#### Exercise description
Write out the stretch of the MS lesion segmentation passage from "To develop and" through "diverse lesion sizes.", word for word.

#### Passage
════════
To develop and evaluate a novel 3D (ViT) framework for accurate MS lesion segmentation that increases cross-center generalization and handles volumetric data, ultimately improving clinical applicability on aggregated multi-center datasets.

Multiple sclerosis (MS) lesion segmentation from MRI is crucial for diagnosis, monitoring, and treatment evaluation. While Vision Transformers (ViTs) have shown promise in 2D segmentation, challenges remain in generalizing across multi-center data due to scanner variability. Extensions to 3D or volumetric data are underexplored, with gaps in capturing lesion evolution and robustness to diverse lesion sizes.
════════
#### Point localization data
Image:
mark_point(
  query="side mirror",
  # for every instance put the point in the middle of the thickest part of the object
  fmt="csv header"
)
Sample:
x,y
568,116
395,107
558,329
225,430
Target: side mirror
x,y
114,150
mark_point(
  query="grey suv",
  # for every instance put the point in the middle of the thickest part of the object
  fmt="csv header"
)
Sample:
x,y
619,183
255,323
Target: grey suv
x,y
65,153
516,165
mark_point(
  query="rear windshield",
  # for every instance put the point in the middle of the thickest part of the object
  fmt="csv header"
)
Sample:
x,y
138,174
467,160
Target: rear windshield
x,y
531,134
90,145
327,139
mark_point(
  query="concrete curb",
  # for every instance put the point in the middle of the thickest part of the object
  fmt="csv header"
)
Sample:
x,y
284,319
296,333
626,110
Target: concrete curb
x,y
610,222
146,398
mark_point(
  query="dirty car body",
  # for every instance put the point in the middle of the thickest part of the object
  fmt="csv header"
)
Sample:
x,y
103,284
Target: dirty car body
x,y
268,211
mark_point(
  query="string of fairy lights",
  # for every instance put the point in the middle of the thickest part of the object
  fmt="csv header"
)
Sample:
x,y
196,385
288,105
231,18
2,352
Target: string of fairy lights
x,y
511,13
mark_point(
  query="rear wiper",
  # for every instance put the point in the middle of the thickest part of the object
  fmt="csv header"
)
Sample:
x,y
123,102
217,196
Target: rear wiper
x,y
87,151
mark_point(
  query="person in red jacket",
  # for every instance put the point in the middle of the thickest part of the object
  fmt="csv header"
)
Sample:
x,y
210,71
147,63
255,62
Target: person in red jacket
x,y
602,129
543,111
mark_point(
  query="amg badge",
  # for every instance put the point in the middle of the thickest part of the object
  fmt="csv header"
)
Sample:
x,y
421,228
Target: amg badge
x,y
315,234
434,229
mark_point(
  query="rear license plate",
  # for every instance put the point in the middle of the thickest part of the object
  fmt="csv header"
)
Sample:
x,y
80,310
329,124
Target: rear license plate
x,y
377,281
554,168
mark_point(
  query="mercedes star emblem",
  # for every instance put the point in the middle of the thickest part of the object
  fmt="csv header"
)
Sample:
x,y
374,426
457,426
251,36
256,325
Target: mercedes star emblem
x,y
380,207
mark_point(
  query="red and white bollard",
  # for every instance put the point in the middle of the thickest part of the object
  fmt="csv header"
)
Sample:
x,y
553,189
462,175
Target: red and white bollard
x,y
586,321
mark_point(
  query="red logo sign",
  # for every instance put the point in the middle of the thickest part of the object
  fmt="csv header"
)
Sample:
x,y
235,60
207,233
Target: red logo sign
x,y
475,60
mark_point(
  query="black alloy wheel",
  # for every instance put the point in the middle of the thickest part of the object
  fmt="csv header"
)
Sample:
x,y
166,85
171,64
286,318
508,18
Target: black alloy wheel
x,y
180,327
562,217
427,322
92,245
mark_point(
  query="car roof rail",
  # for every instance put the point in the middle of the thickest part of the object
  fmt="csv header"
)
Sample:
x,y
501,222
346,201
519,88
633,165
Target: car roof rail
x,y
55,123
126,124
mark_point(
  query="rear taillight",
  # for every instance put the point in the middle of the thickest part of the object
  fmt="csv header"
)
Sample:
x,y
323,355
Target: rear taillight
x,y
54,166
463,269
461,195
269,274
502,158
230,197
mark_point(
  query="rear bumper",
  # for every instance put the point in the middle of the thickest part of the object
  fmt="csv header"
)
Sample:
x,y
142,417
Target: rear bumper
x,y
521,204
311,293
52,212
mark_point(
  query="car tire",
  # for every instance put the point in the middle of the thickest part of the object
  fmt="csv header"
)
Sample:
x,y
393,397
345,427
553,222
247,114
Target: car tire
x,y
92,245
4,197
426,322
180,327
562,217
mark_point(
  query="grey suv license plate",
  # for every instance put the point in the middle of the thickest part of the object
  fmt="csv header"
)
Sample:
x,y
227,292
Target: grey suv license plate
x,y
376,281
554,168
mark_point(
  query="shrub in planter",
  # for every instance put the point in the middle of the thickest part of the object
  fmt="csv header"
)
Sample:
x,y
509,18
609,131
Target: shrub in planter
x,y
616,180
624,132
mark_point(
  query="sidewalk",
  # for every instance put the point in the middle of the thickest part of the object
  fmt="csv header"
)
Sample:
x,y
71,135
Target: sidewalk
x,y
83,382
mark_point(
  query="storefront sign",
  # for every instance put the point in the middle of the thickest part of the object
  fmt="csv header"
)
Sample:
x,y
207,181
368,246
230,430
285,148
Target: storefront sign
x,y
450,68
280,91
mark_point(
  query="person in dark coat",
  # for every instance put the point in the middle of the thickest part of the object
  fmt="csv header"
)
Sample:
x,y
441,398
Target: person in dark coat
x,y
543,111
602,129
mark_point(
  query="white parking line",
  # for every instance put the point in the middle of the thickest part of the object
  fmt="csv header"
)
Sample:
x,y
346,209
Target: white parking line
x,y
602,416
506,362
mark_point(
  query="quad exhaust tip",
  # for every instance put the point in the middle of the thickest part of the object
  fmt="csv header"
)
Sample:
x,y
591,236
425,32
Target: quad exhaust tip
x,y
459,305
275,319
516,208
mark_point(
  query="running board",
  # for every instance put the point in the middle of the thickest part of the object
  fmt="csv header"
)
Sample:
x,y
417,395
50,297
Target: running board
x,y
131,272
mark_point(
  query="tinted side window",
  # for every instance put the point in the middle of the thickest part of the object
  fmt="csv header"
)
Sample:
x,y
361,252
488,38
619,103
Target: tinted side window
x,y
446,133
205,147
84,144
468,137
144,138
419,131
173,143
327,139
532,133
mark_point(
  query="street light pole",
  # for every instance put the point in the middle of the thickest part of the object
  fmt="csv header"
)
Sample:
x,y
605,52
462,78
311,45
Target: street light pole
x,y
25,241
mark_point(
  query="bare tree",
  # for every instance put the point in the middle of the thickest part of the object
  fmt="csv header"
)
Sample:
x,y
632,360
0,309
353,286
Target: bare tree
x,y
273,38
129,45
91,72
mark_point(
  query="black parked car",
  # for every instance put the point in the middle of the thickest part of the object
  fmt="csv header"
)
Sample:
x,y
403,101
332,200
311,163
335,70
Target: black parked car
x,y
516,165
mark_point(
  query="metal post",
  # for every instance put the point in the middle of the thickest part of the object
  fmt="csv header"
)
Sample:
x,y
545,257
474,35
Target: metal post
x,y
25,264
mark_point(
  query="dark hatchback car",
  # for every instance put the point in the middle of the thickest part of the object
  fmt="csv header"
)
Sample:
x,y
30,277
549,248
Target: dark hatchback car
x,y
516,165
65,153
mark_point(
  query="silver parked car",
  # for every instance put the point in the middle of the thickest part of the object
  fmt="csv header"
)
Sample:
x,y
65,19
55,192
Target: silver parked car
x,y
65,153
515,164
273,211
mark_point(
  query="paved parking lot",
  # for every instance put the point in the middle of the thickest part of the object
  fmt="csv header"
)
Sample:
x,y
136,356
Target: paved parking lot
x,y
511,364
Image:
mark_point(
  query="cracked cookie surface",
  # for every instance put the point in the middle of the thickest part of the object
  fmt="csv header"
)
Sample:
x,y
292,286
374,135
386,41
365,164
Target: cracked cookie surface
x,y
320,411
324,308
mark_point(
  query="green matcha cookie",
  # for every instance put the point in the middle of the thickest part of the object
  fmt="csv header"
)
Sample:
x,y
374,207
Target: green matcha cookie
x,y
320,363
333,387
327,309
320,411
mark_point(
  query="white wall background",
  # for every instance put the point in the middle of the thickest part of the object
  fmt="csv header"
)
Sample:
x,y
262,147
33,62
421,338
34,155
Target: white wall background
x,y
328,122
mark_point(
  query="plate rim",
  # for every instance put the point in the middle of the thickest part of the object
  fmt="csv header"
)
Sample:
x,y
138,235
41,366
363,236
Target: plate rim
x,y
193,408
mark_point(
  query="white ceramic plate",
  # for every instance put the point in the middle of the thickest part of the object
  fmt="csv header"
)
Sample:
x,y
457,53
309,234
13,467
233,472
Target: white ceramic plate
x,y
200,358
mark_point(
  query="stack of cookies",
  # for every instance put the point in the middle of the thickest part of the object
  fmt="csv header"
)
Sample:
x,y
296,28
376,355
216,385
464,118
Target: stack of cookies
════════
#### Your solution
To develop and evaluate a novel 3D (ViT) framework for accurate MS lesion segmentation that increases cross-center generalization and handles volumetric data, ultimately improving clinical applicability on aggregated multi-center datasets.

Multiple sclerosis (MS) lesion segmentation from MRI is crucial for diagnosis, monitoring, and treatment evaluation. While Vision Transformers (ViTs) have shown promise in 2D segmentation, challenges remain in generalizing across multi-center data due to scanner variability. Extensions to 3D or volumetric data are underexplored, with gaps in capturing lesion evolution and robustness to diverse lesion sizes.